ENTRIES |
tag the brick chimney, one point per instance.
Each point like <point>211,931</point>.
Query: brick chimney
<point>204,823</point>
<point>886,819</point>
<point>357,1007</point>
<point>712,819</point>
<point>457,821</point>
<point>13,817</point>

PROBLEM STATEMENT |
Render the records as a JSON list of strings, with one string per line and blank lines left out.

THE REPLY |
[
  "tag the brick chimney, one point per instance.",
  "Each point like <point>211,931</point>.",
  "Query: brick chimney",
  "<point>204,823</point>",
  "<point>886,819</point>",
  "<point>357,1007</point>",
  "<point>712,819</point>",
  "<point>457,821</point>",
  "<point>13,817</point>"
]